* **To do**
1 - In the forum thread about AI prompts and layout design, what is the name of the tool that rovmut built?
2 - Continue the forum thread about AI prompts and layout design from where it stops.

* **Source text**
=== Section Start ===

As for good game dev prompts, here's one from a user that made a pretty fun game: Make asteroids with 2 computers playing against each other on one screen. There should be asteroids flying and 2 ships being controlled by 2 computers. Pay attention to thoroughly implementing the logic to make the ships avoid asteroids at all costs. Absolutely no user input should be necessary, no click to start, no click to restart. The game starts automatically on load and automatically restarts when either computer is dead. The ships should survive as long as possible. The ships should fly around, avoid asteroids as a priority, but also shoot asteroids and each other. Make ships and asteroids positions random each time. Asteroids should split when shot. The goal is to create a robust algorithm for ships so they can survive as long as possible. The game should be playable at 500x500 screen resolution.

andrewstuart · 2025-08-12T16:46:30 1755017190

AI is terrible at making nice looking design layout with font selections.

Sure it can make great looking images but nothing can make a nice looking poster or basic page layout.

I’m waiting for someone to solve this. I’m not even sure it takes AI it might just be programmatic.

rovmut · 2025-08-12T17:53:06 1755021186

You've perfectly articulated the gap in the market. The solution isn't just a better image generator. I built a tool called LayoutCraft to solve this exact problem. It focuses entirely on creating a great layout with good font choices automatically. It uses AI to understand the request, but then applies a structured, programmatic 'blueprint' to build the layout. This is how it handles fonts and spacing properly, resulting in a clean design, not a chaotic image.

=== Section End ===

Natural-language object grounding data:
=== Section Start ===

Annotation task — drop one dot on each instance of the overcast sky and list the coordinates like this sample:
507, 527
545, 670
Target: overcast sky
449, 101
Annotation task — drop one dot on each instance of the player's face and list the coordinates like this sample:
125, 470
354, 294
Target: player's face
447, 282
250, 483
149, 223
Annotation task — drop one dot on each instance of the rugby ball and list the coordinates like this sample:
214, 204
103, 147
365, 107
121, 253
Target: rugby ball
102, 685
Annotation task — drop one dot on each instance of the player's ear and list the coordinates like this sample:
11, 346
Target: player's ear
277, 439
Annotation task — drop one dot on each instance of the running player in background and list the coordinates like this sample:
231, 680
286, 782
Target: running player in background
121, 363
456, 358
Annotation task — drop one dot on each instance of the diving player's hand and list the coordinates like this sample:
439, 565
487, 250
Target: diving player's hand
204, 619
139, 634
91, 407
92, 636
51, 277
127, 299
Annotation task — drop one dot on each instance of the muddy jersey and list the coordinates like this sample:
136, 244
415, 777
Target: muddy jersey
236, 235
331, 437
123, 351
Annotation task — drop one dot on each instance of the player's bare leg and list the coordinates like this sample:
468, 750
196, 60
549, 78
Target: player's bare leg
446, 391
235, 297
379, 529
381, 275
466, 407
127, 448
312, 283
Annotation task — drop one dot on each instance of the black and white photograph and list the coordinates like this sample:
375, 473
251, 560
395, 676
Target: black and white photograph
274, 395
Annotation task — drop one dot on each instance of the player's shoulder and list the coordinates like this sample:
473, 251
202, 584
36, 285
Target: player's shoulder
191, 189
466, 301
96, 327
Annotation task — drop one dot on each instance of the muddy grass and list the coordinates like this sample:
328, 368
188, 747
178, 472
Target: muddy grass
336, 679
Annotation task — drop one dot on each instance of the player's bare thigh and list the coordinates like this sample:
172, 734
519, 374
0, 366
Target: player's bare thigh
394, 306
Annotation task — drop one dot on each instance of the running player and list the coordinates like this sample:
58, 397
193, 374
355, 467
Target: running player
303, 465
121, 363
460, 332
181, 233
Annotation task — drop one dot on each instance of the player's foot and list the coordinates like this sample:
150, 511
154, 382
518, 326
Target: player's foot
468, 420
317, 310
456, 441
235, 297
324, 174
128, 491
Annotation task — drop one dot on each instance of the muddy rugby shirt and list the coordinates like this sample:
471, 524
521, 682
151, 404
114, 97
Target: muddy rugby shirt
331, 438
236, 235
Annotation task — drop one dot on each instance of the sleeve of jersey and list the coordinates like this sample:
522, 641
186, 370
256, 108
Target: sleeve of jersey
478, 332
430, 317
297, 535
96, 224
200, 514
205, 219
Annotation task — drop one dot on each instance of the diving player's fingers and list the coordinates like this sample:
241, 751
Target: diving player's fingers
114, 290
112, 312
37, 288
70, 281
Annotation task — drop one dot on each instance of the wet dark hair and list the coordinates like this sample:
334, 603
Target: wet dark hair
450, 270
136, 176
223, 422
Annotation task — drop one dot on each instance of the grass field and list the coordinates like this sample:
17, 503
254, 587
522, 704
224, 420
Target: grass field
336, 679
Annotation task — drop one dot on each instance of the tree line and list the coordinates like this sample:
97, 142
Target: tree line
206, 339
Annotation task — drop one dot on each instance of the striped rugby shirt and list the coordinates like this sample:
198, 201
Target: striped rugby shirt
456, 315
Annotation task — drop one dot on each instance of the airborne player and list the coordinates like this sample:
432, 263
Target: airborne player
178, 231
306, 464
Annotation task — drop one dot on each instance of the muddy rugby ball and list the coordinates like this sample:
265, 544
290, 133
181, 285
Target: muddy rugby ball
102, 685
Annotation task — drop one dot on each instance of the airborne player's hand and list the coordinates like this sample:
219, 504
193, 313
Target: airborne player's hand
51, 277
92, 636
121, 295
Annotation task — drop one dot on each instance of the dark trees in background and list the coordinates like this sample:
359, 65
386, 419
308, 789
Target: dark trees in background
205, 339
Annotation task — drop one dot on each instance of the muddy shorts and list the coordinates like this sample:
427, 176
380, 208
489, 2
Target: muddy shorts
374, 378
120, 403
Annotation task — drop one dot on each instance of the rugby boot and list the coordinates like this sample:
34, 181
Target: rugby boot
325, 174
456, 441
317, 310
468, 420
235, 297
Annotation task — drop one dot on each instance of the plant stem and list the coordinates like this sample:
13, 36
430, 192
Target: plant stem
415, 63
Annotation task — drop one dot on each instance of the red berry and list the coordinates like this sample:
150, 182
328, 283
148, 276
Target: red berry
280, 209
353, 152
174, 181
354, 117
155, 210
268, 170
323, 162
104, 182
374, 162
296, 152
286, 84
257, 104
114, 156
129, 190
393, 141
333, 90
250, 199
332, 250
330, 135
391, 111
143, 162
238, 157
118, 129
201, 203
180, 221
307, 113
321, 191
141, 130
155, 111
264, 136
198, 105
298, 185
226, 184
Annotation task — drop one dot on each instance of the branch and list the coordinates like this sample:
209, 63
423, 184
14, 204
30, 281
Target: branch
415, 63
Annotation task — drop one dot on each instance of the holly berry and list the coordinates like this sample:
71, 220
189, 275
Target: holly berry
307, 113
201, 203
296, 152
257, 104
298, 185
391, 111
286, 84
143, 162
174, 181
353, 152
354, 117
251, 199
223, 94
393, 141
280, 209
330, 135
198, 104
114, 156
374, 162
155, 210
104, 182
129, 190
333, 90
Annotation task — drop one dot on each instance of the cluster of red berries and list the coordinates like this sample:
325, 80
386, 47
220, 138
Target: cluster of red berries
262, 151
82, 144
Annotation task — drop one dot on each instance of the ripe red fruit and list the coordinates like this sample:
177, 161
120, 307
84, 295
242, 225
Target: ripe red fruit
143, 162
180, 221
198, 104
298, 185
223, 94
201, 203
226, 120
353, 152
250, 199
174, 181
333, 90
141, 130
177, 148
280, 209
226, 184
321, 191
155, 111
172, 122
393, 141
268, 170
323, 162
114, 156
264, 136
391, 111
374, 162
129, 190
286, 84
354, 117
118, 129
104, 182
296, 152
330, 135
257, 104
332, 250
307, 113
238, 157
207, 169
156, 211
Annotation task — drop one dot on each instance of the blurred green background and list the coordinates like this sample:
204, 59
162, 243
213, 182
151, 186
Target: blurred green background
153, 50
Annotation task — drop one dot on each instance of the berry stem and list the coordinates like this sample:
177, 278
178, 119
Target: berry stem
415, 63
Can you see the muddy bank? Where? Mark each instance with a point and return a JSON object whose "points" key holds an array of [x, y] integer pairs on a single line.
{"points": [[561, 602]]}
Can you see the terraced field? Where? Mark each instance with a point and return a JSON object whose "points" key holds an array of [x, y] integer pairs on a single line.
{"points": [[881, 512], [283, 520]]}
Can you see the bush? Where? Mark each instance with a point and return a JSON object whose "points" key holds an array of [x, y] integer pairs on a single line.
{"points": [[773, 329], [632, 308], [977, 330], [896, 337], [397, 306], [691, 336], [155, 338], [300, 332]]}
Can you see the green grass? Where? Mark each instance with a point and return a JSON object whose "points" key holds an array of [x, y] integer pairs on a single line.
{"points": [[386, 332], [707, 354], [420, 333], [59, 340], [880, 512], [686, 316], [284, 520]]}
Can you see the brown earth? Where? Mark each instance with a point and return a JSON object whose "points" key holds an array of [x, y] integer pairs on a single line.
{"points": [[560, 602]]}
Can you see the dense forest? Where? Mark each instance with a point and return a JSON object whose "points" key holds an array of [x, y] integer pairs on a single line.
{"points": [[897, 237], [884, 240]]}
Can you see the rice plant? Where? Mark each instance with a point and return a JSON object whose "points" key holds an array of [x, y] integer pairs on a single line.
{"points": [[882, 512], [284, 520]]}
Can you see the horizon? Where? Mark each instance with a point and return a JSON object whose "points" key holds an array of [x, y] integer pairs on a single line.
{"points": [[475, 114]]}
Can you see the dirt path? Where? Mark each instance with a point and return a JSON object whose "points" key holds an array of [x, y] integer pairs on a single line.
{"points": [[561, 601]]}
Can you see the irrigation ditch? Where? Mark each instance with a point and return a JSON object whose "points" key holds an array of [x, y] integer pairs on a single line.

=== Section End ===

* **List of answers**
1 - LayoutCraft

2 -
grace77 · 2025-08-12T16:51:22 1755017482

yes - we're trying to figure out why that is

ChrisArchitect · 2025-08-12T17:46:22 1755020782

So this went from a Show HN: to a Launch HN in a month?

(Show HN: https://news.ycombinator.com/item?id=44542578)

grace77 · 2025-08-12T18:14:25 1755022465

yes - the changes since Show HN have been builders (https://www.designarena.ai/builder), audio (https://www.designarena.ai/audio), video (https://www.designarena.ai/diffusion), and compare (https://www.designarena.ai/studio). We also had a feed at some point, but ripped that out because it looked messy

KaoruAoiShiho · 2025-08-12T16:35:07 1755016507

Curious if you guys got into YC for this idea or something else?

j_da · 2025-08-12T16:39:17 1755016757

We started out building a platform to one-shot games (single-player and multi-player), but realized that the model you used under the hood really made a difference in functionality and graphics. We started out building the benchmark as an internal tool for ourselves to see which model was the best, but found that benchmarking models on visual "taste" was something that people were generally interested in currently.

neonate · 2025-08-12T16:36:59 1755016619

Post says they were making an AI game engine, so that's probably what they got in with.